Trump Dossier Author Admits Source Was Fake News Stories Found Online
Christopher Steele says his source for the dossier was unverified stories from CNN users

Former British spy Christopher Steele has admitted that he used fake news stories he found online as sources for the now-infamous Trump-Russia dossier he authored.
In his stunning confession, Steele admits that a key source was a CNN website called "CNN iReport" that allowed users to upload unverified and unedited stories.
The site allowed anyone to publish articles, fabricated or not, without needing approval and without being fact-checked.
To put it into perspective, it works in the same way as any public forum, so using it as a source would equate to using a work of fiction that has been posted anonymously to a site such as Reddit or 4Chan.
In other words, any person could write anything – true, fiction or fantasy, and it could have been used as the material for the anti-Trump dossier.
This Trump dossier was then used as the pretense for FBI spying on Trump Team individuals and obtaining FISA warrants.
Steele made the shameful confession during a deposition last year in a case involving Russian tech entrepreneur Aleksej Gubarev.
Gubarev claims his companies Webzilla and XBT Holdings were defamed by Steele after the dossier was published by BuzzFeed.
Steele was asked during the deposition how he verified allegations about Gubarev's companies and whether he found “anything of relevance concerning Webzilla,” according to the newly released transcripts of the deposition.
“We did. It was an article I have got here which was posted on July 28, 2009, on something called CNN iReport,” Steele said.

According to Fox News, CNN iReport, which appears to be no longer active -- though archives remain accessible online -- states that it’s a “user-generated site” and warns that “the stories submitted by users are not edited, fact-checked or screened before they post.”
Even the site’s banner included the slogan “Unedited. Unfiltered. News.”

Data shown ::
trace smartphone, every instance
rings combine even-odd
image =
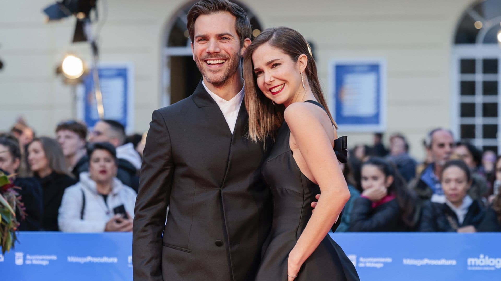
[[[123,204],[117,206],[113,208],[113,214],[120,214],[125,220],[129,218],[129,216],[127,215],[127,212],[125,212],[125,206],[124,206]]]

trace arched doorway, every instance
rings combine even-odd
[[[453,128],[484,151],[501,150],[501,0],[476,1],[458,22],[452,48]]]
[[[171,104],[188,96],[195,90],[202,75],[191,56],[191,40],[186,28],[186,15],[198,0],[191,1],[180,8],[168,24],[162,48],[163,106]],[[233,1],[247,12],[250,20],[253,38],[263,30],[256,16],[241,3]]]

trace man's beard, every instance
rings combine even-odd
[[[227,82],[228,78],[233,76],[238,70],[241,56],[240,52],[237,52],[233,54],[230,59],[228,59],[227,57],[221,58],[220,56],[207,56],[201,59],[195,57],[195,62],[196,64],[196,66],[198,68],[198,70],[202,74],[202,76],[207,82],[215,86],[220,86],[225,84]],[[212,72],[210,70],[207,69],[208,68],[206,67],[205,62],[206,60],[209,58],[224,58],[226,60],[224,64],[228,64],[228,65],[226,66],[221,76],[217,76],[217,74],[210,75]],[[220,72],[220,71],[217,72]]]

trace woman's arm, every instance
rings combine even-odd
[[[296,102],[289,106],[284,113],[291,134],[322,194],[315,212],[289,254],[288,273],[293,276],[297,275],[325,238],[350,198],[329,137],[309,106]]]

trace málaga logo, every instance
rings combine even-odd
[[[501,268],[501,258],[489,258],[480,254],[478,258],[468,258],[468,270],[494,270]]]
[[[22,252],[17,252],[14,253],[15,262],[18,266],[22,266],[24,264],[25,254]]]

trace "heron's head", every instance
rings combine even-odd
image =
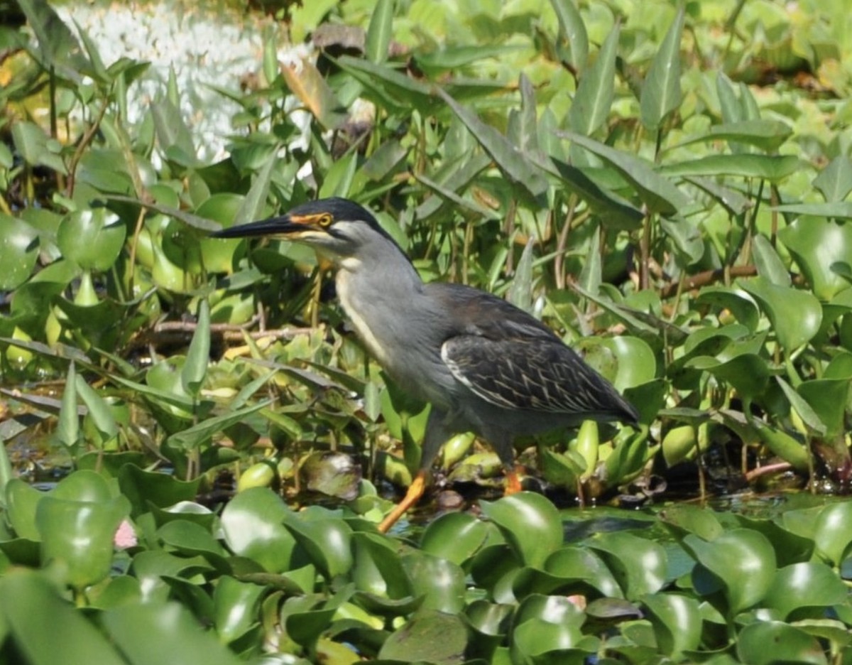
[[[347,199],[321,199],[296,205],[280,217],[232,226],[214,238],[264,236],[309,245],[341,265],[347,259],[368,259],[369,247],[389,242],[398,246],[363,206]]]

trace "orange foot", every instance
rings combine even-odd
[[[521,487],[521,478],[518,477],[519,468],[519,466],[515,466],[510,471],[506,471],[506,489],[503,493],[504,496],[516,494],[523,489]]]
[[[394,506],[394,510],[388,513],[388,517],[382,520],[382,523],[378,525],[378,530],[383,534],[388,533],[389,529],[406,513],[406,511],[420,500],[425,489],[426,471],[417,471],[417,475],[409,486],[405,498]]]

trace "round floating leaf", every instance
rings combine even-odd
[[[548,557],[544,570],[563,580],[584,581],[609,598],[624,596],[619,583],[601,558],[585,547],[560,547]]]
[[[624,531],[598,534],[589,545],[601,553],[628,600],[663,587],[668,562],[661,545]]]
[[[106,579],[112,536],[126,515],[126,501],[119,499],[95,503],[44,497],[36,511],[43,564],[61,562],[77,589]]]
[[[38,259],[38,233],[17,217],[0,213],[0,291],[26,281]]]
[[[245,662],[176,603],[123,605],[105,611],[100,618],[112,642],[130,662]]]
[[[562,544],[559,511],[541,494],[520,492],[480,506],[526,565],[540,568]]]
[[[826,655],[815,638],[780,622],[746,626],[736,643],[737,656],[750,665],[776,662],[826,665]]]
[[[230,644],[256,625],[257,608],[266,593],[262,585],[227,575],[218,579],[213,592],[213,622],[222,642]]]
[[[127,229],[106,208],[75,211],[60,224],[56,244],[84,270],[108,270],[124,245]]]
[[[9,571],[0,578],[0,598],[3,598],[0,602],[3,638],[14,640],[18,652],[10,662],[35,665],[127,662],[111,640],[62,598],[44,575],[24,570]],[[136,626],[136,629],[144,628]]]
[[[688,535],[683,544],[722,585],[731,614],[758,603],[772,585],[775,551],[761,533],[734,529],[711,542]]]
[[[464,608],[464,572],[446,558],[414,552],[402,558],[412,593],[423,596],[422,608],[458,614]]]
[[[435,611],[418,612],[405,626],[391,633],[378,657],[402,662],[452,665],[464,661],[468,628],[458,616]]]
[[[327,579],[345,575],[352,568],[352,528],[319,506],[288,513],[285,523],[317,569]]]
[[[256,561],[268,572],[289,570],[296,539],[281,523],[289,512],[268,488],[240,492],[222,513],[225,542],[235,554]]]
[[[833,219],[802,216],[778,232],[802,269],[814,295],[831,300],[849,288],[843,275],[852,270],[852,226]]]
[[[829,504],[819,512],[814,524],[817,552],[834,566],[839,566],[852,543],[852,502]]]
[[[701,641],[701,612],[698,601],[677,593],[655,593],[642,598],[653,626],[657,645],[670,658],[698,648]]]
[[[485,542],[488,527],[467,512],[447,512],[423,532],[420,549],[461,565]]]
[[[786,619],[800,607],[831,607],[845,602],[848,595],[846,585],[829,566],[804,561],[778,570],[763,602]]]
[[[822,308],[807,291],[779,286],[763,277],[740,280],[740,286],[760,303],[778,342],[788,353],[810,341],[820,330]]]

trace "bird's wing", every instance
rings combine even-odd
[[[482,399],[508,408],[635,419],[606,379],[523,310],[458,286],[442,285],[435,295],[457,321],[441,358]]]

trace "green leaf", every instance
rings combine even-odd
[[[127,228],[106,208],[69,213],[60,225],[56,244],[66,258],[84,270],[108,270],[124,246]]]
[[[62,598],[55,583],[40,572],[17,569],[0,578],[0,617],[14,642],[18,658],[29,665],[127,663],[112,640]],[[49,639],[45,639],[46,627],[49,627]]]
[[[554,4],[558,1],[552,0]],[[571,0],[563,2],[571,4]],[[616,23],[601,46],[595,62],[580,77],[568,112],[568,126],[572,131],[590,136],[609,116],[615,94],[615,55],[620,30],[620,23]]]
[[[538,197],[547,190],[547,181],[539,169],[505,136],[440,88],[438,94],[492,156],[510,182],[520,185],[532,197]]]
[[[665,33],[659,50],[642,84],[639,104],[642,121],[649,130],[659,129],[665,116],[681,103],[681,32],[683,32],[684,5]]]
[[[187,351],[187,360],[181,368],[183,390],[199,398],[201,385],[207,376],[210,361],[210,308],[206,298],[199,302],[199,318],[193,332],[193,339]]]
[[[36,229],[17,217],[0,213],[0,291],[14,291],[30,279],[39,249]]]
[[[36,511],[42,564],[60,564],[67,582],[78,591],[106,579],[112,537],[126,512],[124,498],[95,502],[44,497]]]
[[[764,277],[740,280],[738,284],[760,304],[787,353],[809,342],[819,332],[822,308],[809,292],[779,286]]]
[[[371,62],[384,62],[394,26],[394,0],[378,0],[370,17],[364,55]]]
[[[100,619],[112,641],[135,665],[244,662],[177,603],[123,605],[103,612]]]
[[[843,200],[852,192],[852,159],[842,154],[835,157],[814,178],[814,187],[829,203]]]
[[[802,167],[794,155],[769,154],[711,154],[698,159],[663,165],[658,170],[661,176],[740,176],[746,178],[764,178],[779,182]]]
[[[737,657],[750,665],[800,662],[827,665],[815,638],[781,622],[756,622],[742,629],[736,642]]]
[[[480,501],[480,506],[525,565],[540,568],[562,544],[559,512],[541,494],[520,492],[493,502]]]
[[[775,573],[763,602],[786,619],[799,608],[832,607],[845,602],[847,596],[846,586],[829,566],[803,561]]]
[[[659,543],[624,531],[596,534],[588,541],[607,564],[628,600],[659,591],[667,559]]]
[[[402,662],[452,665],[464,660],[468,629],[458,616],[438,611],[417,613],[382,645],[378,657]]]
[[[761,533],[734,529],[711,542],[690,535],[683,544],[721,584],[731,616],[759,603],[772,587],[775,551]],[[704,583],[699,570],[694,570],[693,584],[700,593]]]
[[[703,622],[695,598],[677,593],[654,593],[645,596],[642,602],[663,653],[679,660],[685,651],[698,649]]]
[[[222,513],[225,542],[235,554],[256,561],[268,572],[289,570],[296,547],[296,539],[282,524],[289,513],[268,488],[240,492]]]
[[[585,67],[589,57],[589,37],[583,17],[573,0],[550,0],[559,20],[559,36],[568,43],[568,62],[578,72]]]
[[[688,201],[681,190],[644,159],[574,132],[558,132],[558,136],[594,153],[613,166],[636,189],[652,212],[671,215],[687,206]]]

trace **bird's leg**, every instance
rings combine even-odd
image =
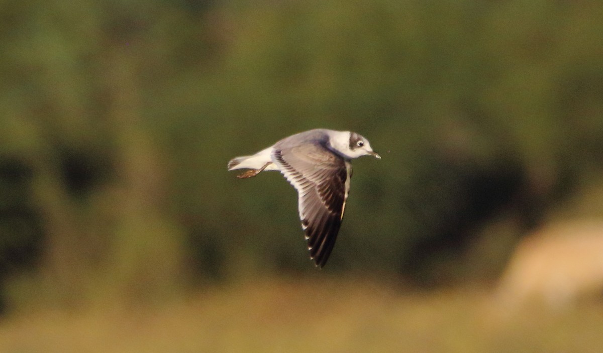
[[[249,169],[249,170],[245,170],[245,172],[243,172],[241,174],[239,174],[238,175],[237,175],[236,176],[236,178],[237,179],[245,179],[246,178],[251,178],[252,176],[255,176],[256,175],[257,175],[258,173],[259,173],[262,170],[264,170],[264,169],[265,169],[266,167],[268,166],[270,164],[270,163],[271,163],[272,162],[268,162],[268,163],[266,163],[265,164],[264,164],[264,166],[263,167],[262,167],[259,169]]]

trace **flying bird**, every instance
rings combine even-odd
[[[285,137],[257,153],[233,158],[228,170],[248,169],[239,179],[279,170],[297,190],[302,228],[310,258],[326,263],[333,250],[350,190],[352,158],[381,157],[351,131],[315,129]]]

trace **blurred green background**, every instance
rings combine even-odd
[[[602,33],[589,0],[2,1],[4,316],[492,283],[530,230],[603,216]],[[318,127],[383,157],[321,270],[284,178],[226,170]]]

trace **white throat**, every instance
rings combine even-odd
[[[331,130],[329,134],[329,143],[338,152],[348,158],[356,158],[356,155],[350,149],[350,131],[335,131]]]

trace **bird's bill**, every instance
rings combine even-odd
[[[378,153],[377,153],[376,152],[375,152],[374,151],[371,151],[369,152],[368,154],[372,155],[373,157],[374,157],[375,158],[377,158],[379,159],[381,159],[381,156],[380,156]]]

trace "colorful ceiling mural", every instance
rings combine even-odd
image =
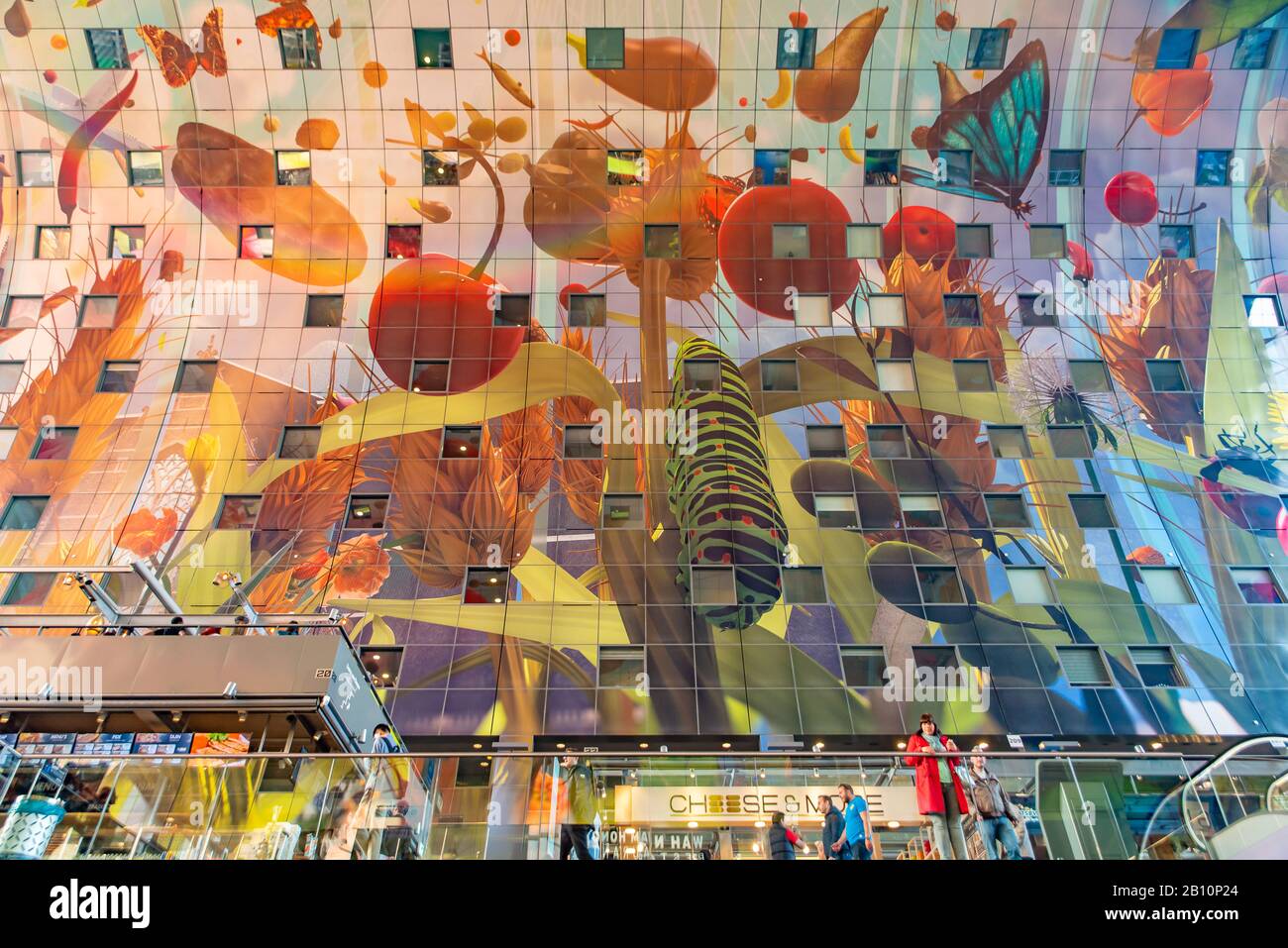
[[[1288,728],[1288,4],[0,5],[0,623],[336,609],[404,737]]]

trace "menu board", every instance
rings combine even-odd
[[[134,744],[134,734],[77,734],[76,754],[102,757],[125,757]]]
[[[61,732],[23,732],[18,734],[18,752],[26,757],[45,757],[76,752],[76,735]]]
[[[192,735],[192,754],[200,755],[224,755],[224,754],[249,754],[250,752],[250,734],[193,734]]]
[[[153,757],[192,752],[192,734],[135,734],[134,752]]]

Parts of the exercise ::
1. Translate this sentence from the article about the Trump dossier into Spanish: "The site allowed anyone to publish articles, fabricated or not, without needing approval and without being fact-checked."
2. Carry the article about Christopher Steele's deposition forward from its final sentence.

Results ::
1. El sitio permitía a cualquiera publicar artículos, fueran inventados o no, sin necesidad de aprobación y sin ser verificados.

2.
When asked whether the former British spy understood how the website actually worked, he confessed that “I do not have any particular knowledge of that” and noted he didn’t understand at the time that the site has “no connection to any CNN reporters.”
“Do you understand that CNN iReports are or were nothing more than any random individuals’ assertions on the Internet?” an examiner asked Steele.
He replied: “No, I obviously presume that if it is on a CNN site that it may has [sic] some kind of CNN status.
"Albeit that it may be an independent person posting on the site.”

According to the archive copy of the iReports site, the website specifically notes that none of the users who submit content can be described as working for CNN.
“Being an iReport.com user and creating and uploading content to iReport.com does not mean that you work for CNN, and you should never represent yourself as working for CNN,” the site’s FAQ section read.
The dossier authored by Steele alleged that Gubarev's companies “used botnets and porn traffic to transmit viruses, plant bugs, steal data and conduct 'alerting operations' against the Democratic Party leadership” and that Gubarev himself played a “significant” part in the operation while “under duress” from the Russian security agency FSB.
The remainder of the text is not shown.